私自身は15年間研究者としての立場だったので、これまで特に気にしていなかった企業ニーズや社会実装である「出口戦略を意識する」という視点を得ました。これらの観点は研究者や学生にも必要だと感じるようになりました。自分が研究者として研究をしているときに理解していれば良かったと思いました。当時、研究資金の申請書などの書類には、新規性や独創性ということで文言としては書いていましたが、実際にそのような気持ちにはなっていませんでした。この研修を通して、展示会でシーズ紹介をするなど、実際に体験することで、社会の不満や解決したい課題が何なのかということについての意識が高まったと思います。さらに、展示会で感じたことは、来場者に見せる物(商品や試供品、サンプルなど)があったほうが、より企業の関心につながるのではとも感じました。大学の取り組みを発信することも大切ですが企業に試してもらう状況を作らないといけないと感じました。
また、学内で使用している契約書や共同研究申込書などの書類を使って研修を進めたので、学内全体の仕事の流れや事務職員の方々の業務を知ることができました。
研修を通して一番良かった点は、仕事に取組む意識の変化です。今回の研修内容の産学連携・技術移転は、URA職として、直接関係しているところではありませんでしたが、研修を通して、教員と事務職員の間に入り調整する人材の必要性を感じました。着任当初は、URAとはどのような立場なのだろうかと考えていましたが、重要な気づきを得られたように思います。

### [保存済みデータエントリ]

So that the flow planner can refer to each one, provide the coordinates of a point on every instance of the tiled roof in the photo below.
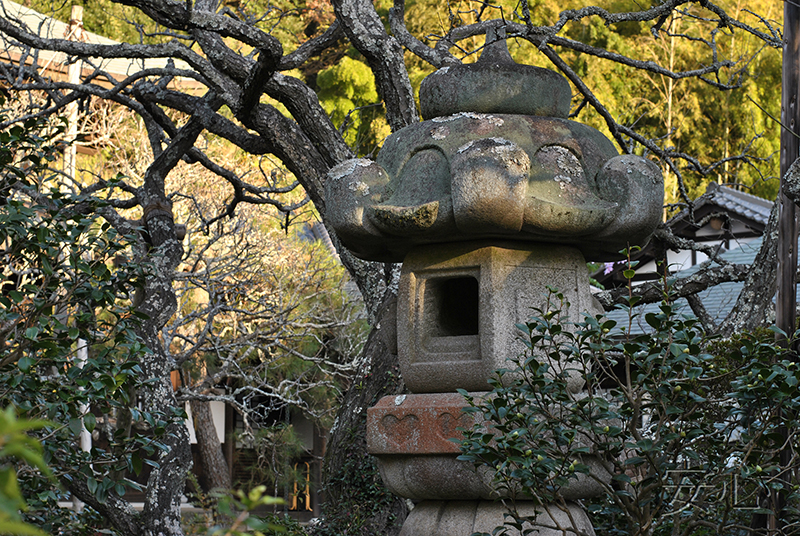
(718, 300)
(55, 62)
(734, 201)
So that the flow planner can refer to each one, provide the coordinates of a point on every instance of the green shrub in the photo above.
(686, 448)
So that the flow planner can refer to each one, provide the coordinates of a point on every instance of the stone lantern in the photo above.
(495, 196)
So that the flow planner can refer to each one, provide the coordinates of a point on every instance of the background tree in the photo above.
(257, 68)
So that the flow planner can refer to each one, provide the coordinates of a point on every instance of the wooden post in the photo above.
(790, 150)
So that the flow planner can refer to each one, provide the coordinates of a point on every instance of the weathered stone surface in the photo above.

### [練習課題]
(1) 研修についての文章から、「私自身は15年間研究者として」から「ないといけないと感じました。」までを一字も変えずに引用してください。
(2) 研修についての文章で、書き手は研究者としての立場に何年間いたと述べていますか。
(3) 研修についての文章を、最後の文に続けて書き進めてください。
レコードはここでは使いません。

### [解答]
(1)
私自身は15年間研究者としての立場だったので、これまで特に気にしていなかった企業ニーズや社会実装である「出口戦略を意識する」という視点を得ました。これらの観点は研究者や学生にも必要だと感じるようになりました。自分が研究者として研究をしているときに理解していれば良かったと思いました。当時、研究資金の申請書などの書類には、新規性や独創性ということで文言としては書いていましたが、実際にそのような気持ちにはなっていませんでした。この研修を通して、展示会でシーズ紹介をするなど、実際に体験することで、社会の不満や解決したい課題が何なのかということについての意識が高まったと思います。さらに、展示会で感じたことは、来場者に見せる物(商品や試供品、サンプルなど)があったほうが、より企業の関心につながるのではとも感じました。大学の取り組みを発信することも大切ですが企業に試してもらう状況を作らないといけないと感じました。

(2) 15年間です。

(3)
・今後さらにどのようにステップアップしていきたいとお考えですか
教員と事務職員との間をつなぐ人材が求められていると感じていますし、私自身もURAとしてそうした役割を果たせるような人材になりたいと考えています。特に教員の考え・要望を事務職員へ伝えるニーズはあります。URAは研究資金の獲得が使命とされているように言われますが、それだけではなく、学内の仲介役としての役割も重要だと思います。 2年目の研修では、1年目に篠塚さんから教わったことの実践、例えば、篠塚さんのサポートのもとでライセンス交渉の場への同席をしていきたいと考えています。また、農学部教員のうち、約半数の方にしか着任の挨拶ができていませんので、今後もご挨拶を続けていく予定です。ただ、この時にご挨拶してなんとなく研究のお話を聞いて終わりとするのではなく、今回の研修で得た経験を踏まえ、例えば発明ヒアリングを実施するつもりでお話を伺い、先生方のご研究を掘り下げたいと考えております。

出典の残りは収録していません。